▸ Brief A:
Answer these questions about the bitcoin analysis, one per line:
(i) According to the opening paragraph, what is the market greeted with instead of further selling?
(ii) Which four things does the writer name as giving bitcoin value?
(iii) What idea does the writer connect decentralization with?
▸ Brief B: Rewrite the part of the bitcoin analysis that opens with the words "What I find" and closes with "tell you why.", changing "weekly candle" to "daily candle".
::: Page extract :::
What I find fascinating though, is that even with this extremely exaggerated volume of selling pressure, is that we failed each time to successfully close a weekly candle below that magic 6150 level. This signals to me that whenever we reach that level, nobody else wants to sell. Not a single person in the market believes that the price of 1 bitcoin is worth less than 5743 enough to keep price below that level. Instead we are greeted with massive amounts of demand, and in my next section, I tell you why.
Fundamental analysis
For fundamental analysis, its difficult to find a solid metric to justify its valuation as it’s an asset that doesn’t have financial statements, political stances, or opinions. As a result, what I like to use when fundamentally evaluating bitcoin is what I believe gives it value, which is decentralization, deflationary aspect, anti-fragility or the golden case argument, and a new theory of mine, which I like to call old money.
In terms of decentralization, the idea I like to connect it with is gun control in the United States. For a moment, imagine being a foreign entity and your goal is to take over the earth. You look at the obvious candidates to attack, the countries with the largest access to resources, and the weakest defenses. You look at China, and think okay, that might be a good idea because their defenses are all centralized throughout the country; there are specific bases and weaponry every span of say, 100 miles or so as a guesstimate. Risk for reward in this situation is fair, because you are attacking a massive country with disseminated defenses that will require both time and resources to utilize effectively, with the reward being to gain one of the world’s economic powerhouses.
::: Supplied material :::
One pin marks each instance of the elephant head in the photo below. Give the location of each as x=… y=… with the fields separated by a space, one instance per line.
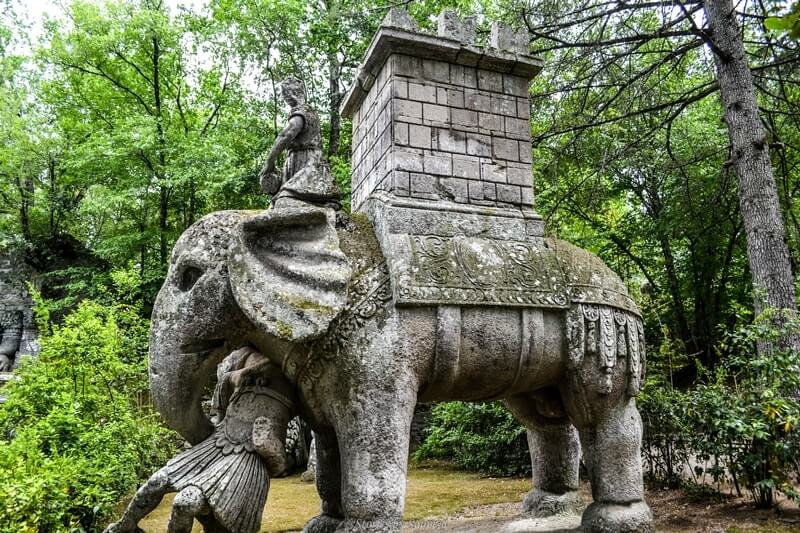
:::
▸ Exercise answer A:
(i) Massive amounts of demand.
(ii) Decentralization, its deflationary aspect, anti-fragility (the golden case argument), and a theory the writer calls old money.
(iii) Gun control in the United States.

▸ Exercise answer B:
What I find fascinating though, is that even with this extremely exaggerated volume of selling pressure, is that we failed each time to successfully close a daily candle below that magic 6150 level. This signals to me that whenever we reach that level, nobody else wants to sell. Not a single person in the market believes that the price of 1 bitcoin is worth less than 5743 enough to keep price below that level. Instead we are greeted with massive amounts of demand, and in my next section, I tell you why.